What is needed:
Could you print each of the records below exactly?
====
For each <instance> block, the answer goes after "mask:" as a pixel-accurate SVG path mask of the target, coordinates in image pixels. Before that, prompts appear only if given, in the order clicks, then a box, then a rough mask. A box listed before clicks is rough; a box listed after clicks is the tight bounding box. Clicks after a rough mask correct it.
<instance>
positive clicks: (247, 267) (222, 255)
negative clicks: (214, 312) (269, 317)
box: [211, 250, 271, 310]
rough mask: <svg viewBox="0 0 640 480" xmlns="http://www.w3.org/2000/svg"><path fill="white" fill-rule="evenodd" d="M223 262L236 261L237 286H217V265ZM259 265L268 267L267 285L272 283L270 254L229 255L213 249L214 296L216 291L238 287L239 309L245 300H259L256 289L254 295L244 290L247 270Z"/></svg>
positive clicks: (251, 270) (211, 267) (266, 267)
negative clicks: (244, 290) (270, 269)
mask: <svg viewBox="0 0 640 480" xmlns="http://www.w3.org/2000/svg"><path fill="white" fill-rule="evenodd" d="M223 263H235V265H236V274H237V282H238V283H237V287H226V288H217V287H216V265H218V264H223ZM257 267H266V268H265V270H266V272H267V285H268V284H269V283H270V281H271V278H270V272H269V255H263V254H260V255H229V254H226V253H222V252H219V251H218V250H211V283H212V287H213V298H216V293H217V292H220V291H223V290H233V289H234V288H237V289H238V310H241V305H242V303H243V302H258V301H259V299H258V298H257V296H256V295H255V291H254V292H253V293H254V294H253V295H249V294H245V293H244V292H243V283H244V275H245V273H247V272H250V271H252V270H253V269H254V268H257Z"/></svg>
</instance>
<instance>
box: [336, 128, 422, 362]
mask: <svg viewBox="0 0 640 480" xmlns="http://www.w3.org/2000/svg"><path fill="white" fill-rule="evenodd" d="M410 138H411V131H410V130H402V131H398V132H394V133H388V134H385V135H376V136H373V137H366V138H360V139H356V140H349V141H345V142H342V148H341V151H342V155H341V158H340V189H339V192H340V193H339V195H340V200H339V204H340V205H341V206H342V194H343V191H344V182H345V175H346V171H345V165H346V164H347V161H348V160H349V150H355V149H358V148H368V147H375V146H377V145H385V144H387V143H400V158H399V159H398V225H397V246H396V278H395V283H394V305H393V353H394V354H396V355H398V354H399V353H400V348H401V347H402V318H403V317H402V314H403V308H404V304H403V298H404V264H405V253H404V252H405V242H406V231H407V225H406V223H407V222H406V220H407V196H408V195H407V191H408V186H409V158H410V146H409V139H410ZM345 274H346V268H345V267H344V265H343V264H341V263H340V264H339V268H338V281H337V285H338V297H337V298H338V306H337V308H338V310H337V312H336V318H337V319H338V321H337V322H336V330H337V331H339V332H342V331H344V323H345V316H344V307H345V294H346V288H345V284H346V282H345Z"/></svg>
====
Reply to the task:
For each <instance> block, the answer goes after "mask:" as a pixel-accurate SVG path mask of the target, coordinates in image pixels. Before that, prompts appear only if given, in the order clicks, then a box, then a rough mask. A box listed before clicks is rough; a box listed after clicks is the tight bounding box. Clicks after a rough mask correct it.
<instance>
positive clicks: (247, 267) (222, 255)
negative clicks: (214, 312) (269, 317)
box: [211, 250, 271, 310]
rough mask: <svg viewBox="0 0 640 480" xmlns="http://www.w3.org/2000/svg"><path fill="white" fill-rule="evenodd" d="M223 262L236 261L237 286H217V265ZM259 265L268 267L267 285L272 283L270 254L229 255L213 249L214 296L216 291L238 287L239 309L245 300H259L256 289L254 295L244 290L247 270Z"/></svg>
positive clicks: (251, 270) (211, 267) (266, 267)
negative clicks: (244, 290) (270, 269)
mask: <svg viewBox="0 0 640 480" xmlns="http://www.w3.org/2000/svg"><path fill="white" fill-rule="evenodd" d="M223 263H235V265H236V274H237V282H238V283H237V287H226V288H217V287H216V265H218V264H223ZM257 267H266V268H265V270H266V272H267V285H268V284H269V283H270V281H271V278H270V272H269V255H263V254H260V255H229V254H226V253H222V252H219V251H218V250H211V283H212V287H213V298H216V293H217V292H220V291H223V290H233V289H234V288H237V289H238V310H241V305H242V303H243V302H258V301H259V299H258V298H257V296H256V295H255V291H254V292H253V293H254V294H253V295H249V294H245V293H244V292H243V283H244V275H245V273H247V272H250V271H252V270H253V269H254V268H257Z"/></svg>
</instance>
<instance>
box: [336, 128, 422, 362]
mask: <svg viewBox="0 0 640 480" xmlns="http://www.w3.org/2000/svg"><path fill="white" fill-rule="evenodd" d="M410 138H411V131H410V130H402V131H398V132H394V133H388V134H385V135H376V136H373V137H366V138H360V139H356V140H349V141H345V142H342V148H341V151H342V155H341V158H340V189H339V192H340V193H339V195H340V200H339V204H340V205H341V206H342V194H343V191H344V182H345V175H346V171H345V165H346V164H347V161H348V160H349V150H355V149H358V148H368V147H375V146H377V145H385V144H387V143H400V158H399V159H398V225H397V246H396V278H395V283H394V305H393V353H394V354H396V355H398V354H399V353H400V348H401V347H402V318H403V317H402V314H403V308H404V304H403V298H404V264H405V253H404V252H405V242H406V231H407V225H406V223H407V222H406V220H407V196H408V195H407V191H408V186H409V158H410V146H409V139H410ZM345 274H346V268H345V267H344V265H343V264H341V263H340V264H339V268H338V281H337V285H338V297H337V298H338V306H337V308H338V310H337V312H336V318H337V319H338V321H337V322H336V330H337V331H339V332H342V331H344V323H345V316H344V307H345V294H346V288H345V284H346V282H345Z"/></svg>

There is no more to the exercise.